Task to carry out: In the entries below, find the line containing "Where can you spot the number". Copy it and all lines after it, exactly, through the end.

Materials provided:
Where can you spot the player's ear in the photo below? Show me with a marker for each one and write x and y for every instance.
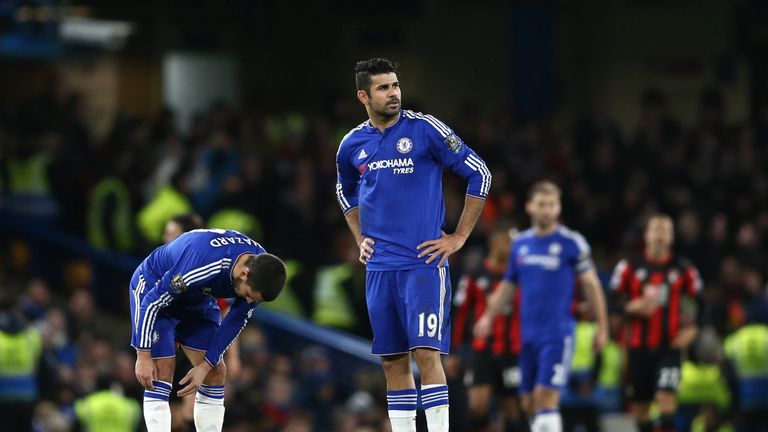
(362, 96)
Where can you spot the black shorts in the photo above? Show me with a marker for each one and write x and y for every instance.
(500, 371)
(652, 370)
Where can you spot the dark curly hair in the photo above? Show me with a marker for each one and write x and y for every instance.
(375, 66)
(267, 275)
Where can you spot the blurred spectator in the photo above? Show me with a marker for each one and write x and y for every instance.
(107, 409)
(20, 357)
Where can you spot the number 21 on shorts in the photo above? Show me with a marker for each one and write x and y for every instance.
(431, 321)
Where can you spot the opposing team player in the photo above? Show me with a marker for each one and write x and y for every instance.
(389, 186)
(545, 262)
(172, 295)
(493, 371)
(653, 285)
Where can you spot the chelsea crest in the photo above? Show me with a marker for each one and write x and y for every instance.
(404, 145)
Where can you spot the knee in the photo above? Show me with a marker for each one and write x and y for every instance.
(218, 374)
(544, 398)
(427, 359)
(165, 369)
(399, 365)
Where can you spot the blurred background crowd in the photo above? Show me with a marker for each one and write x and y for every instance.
(81, 202)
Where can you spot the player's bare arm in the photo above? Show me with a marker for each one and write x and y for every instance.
(501, 296)
(593, 290)
(364, 243)
(448, 244)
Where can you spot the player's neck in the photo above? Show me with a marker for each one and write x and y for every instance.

Solution for this problem:
Where can you spot the number 21 on shorts in the photo above? Show me with a marker for each one and write x and y for every instance.
(431, 321)
Where can you spot the opposing team player in the photo above? Show me with a marker for each one and write x and y for every instance.
(389, 186)
(545, 262)
(172, 295)
(493, 371)
(653, 285)
Where can you spot the chelsea crest in the photo above? Show me with a marker for each one and write x and y for every instance.
(404, 145)
Where can you spot the knee in the photo above? Show me with a marker for each one and write x and y for every instance.
(218, 374)
(544, 398)
(427, 359)
(165, 369)
(399, 365)
Where can you spot the blurred background crowd in the photo above? Show me with a marker for each one and write x and y for every instance.
(81, 202)
Where can you spot the player's bare arm in the photo above? Show me with a marker for each one and write x and y for every instance.
(501, 296)
(593, 290)
(364, 243)
(448, 244)
Where can you spot the player's neck in the photo above? Show me with a marker for each one and write x and y for every instance.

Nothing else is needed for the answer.